[The exercise] Copy the records below from the start through the line containing "<point>369,464</point>", both ends included, with the requests kept as they are. Shift every x and y coordinate in the answers up by 116.

[Coordinate annotation records]
+ + + +

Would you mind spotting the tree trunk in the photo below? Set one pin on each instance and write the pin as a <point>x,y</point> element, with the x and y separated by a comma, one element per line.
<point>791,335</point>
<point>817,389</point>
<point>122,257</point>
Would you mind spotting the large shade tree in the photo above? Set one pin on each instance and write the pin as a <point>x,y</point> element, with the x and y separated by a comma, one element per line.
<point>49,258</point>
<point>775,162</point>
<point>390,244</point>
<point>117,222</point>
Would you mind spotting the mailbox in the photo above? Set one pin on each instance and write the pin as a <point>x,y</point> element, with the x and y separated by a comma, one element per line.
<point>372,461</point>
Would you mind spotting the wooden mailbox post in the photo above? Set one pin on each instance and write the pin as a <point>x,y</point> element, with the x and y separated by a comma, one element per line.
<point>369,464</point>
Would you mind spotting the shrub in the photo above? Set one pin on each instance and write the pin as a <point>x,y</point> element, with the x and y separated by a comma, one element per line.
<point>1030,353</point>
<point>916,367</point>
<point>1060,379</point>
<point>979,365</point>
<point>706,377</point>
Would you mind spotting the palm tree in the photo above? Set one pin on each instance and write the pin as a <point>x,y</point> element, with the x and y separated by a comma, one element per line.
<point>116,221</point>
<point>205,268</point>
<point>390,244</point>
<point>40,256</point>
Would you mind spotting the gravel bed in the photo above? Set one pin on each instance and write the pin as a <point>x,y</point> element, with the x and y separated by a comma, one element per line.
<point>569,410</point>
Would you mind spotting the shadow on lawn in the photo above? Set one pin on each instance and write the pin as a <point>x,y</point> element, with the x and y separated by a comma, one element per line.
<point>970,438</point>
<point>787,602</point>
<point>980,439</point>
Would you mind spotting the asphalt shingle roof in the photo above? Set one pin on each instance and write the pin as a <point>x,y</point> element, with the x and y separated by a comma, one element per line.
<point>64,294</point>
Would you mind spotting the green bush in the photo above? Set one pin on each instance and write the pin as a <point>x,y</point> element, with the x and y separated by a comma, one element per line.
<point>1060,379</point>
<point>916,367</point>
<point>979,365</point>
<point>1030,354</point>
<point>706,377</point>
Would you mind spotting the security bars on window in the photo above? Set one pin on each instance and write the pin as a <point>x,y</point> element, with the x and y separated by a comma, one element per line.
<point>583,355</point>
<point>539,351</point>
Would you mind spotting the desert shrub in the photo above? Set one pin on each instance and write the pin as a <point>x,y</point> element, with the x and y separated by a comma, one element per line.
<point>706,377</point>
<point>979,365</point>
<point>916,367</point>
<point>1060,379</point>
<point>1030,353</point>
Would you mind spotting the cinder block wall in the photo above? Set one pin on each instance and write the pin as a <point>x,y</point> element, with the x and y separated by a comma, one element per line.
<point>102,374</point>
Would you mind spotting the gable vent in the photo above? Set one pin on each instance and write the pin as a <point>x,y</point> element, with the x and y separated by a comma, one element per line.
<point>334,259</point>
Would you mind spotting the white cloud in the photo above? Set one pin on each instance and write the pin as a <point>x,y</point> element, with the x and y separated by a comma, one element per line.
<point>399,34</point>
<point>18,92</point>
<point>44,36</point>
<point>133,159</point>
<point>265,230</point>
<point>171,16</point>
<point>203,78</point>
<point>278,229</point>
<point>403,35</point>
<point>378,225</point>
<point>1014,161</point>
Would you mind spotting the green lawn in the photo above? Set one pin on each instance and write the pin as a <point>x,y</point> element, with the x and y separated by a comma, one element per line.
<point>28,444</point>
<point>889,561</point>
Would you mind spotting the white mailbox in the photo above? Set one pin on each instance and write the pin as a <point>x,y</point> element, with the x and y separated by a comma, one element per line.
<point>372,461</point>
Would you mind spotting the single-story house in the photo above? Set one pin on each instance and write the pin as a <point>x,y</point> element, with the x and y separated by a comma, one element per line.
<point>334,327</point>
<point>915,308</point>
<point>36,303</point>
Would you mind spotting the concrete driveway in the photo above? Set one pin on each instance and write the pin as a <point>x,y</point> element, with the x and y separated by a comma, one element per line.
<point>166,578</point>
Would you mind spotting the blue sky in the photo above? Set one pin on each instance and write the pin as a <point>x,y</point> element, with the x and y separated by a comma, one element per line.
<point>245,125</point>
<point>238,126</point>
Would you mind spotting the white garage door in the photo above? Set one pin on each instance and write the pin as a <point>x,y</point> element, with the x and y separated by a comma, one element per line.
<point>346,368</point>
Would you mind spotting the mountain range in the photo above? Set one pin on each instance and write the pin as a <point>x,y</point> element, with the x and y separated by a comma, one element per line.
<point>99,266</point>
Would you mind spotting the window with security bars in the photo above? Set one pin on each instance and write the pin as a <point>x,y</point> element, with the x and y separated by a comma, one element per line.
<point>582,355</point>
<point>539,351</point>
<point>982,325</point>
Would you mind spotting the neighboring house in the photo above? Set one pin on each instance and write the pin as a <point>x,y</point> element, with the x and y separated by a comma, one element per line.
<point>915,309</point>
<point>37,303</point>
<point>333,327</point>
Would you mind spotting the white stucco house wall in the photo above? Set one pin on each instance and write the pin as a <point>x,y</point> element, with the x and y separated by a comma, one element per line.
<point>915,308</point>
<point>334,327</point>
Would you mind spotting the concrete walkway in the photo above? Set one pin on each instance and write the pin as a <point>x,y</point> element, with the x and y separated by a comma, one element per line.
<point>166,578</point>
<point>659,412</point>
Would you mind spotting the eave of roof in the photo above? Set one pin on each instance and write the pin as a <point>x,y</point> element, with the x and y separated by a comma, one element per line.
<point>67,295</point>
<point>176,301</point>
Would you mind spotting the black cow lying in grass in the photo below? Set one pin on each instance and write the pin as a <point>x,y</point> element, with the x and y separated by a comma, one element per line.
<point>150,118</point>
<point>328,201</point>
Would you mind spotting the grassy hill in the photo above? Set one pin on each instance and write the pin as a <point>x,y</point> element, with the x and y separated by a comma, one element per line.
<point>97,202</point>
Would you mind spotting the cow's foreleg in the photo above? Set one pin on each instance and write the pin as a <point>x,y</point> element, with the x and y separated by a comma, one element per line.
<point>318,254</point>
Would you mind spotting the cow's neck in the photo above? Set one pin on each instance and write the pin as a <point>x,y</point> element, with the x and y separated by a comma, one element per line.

+ + + +

[Written response]
Would you mind spotting the tree trunk in the photo below? Set one pin on each instance and write the pin as a <point>x,y</point> element, with the x and y separated by a comma, one element per line.
<point>907,451</point>
<point>933,505</point>
<point>238,373</point>
Would you mind spotting the large shade tree in the photo above? Set one pin on each instance and write the pin as a <point>x,y</point> element, with the x and y separated by a comma, one element per line.
<point>165,374</point>
<point>891,278</point>
<point>506,360</point>
<point>233,338</point>
Would you mind spotting the mailbox in the photo above? Set one pin on each instance and write the pin as a <point>x,y</point> element, with the x and y separated by a comma, one element per line.
<point>488,577</point>
Would you mind spotting the wooden mailbox post in the photo above? Set one pin on each instance and write the pin as a <point>x,y</point> element, with the x and y separated by a comma, one element per line.
<point>485,580</point>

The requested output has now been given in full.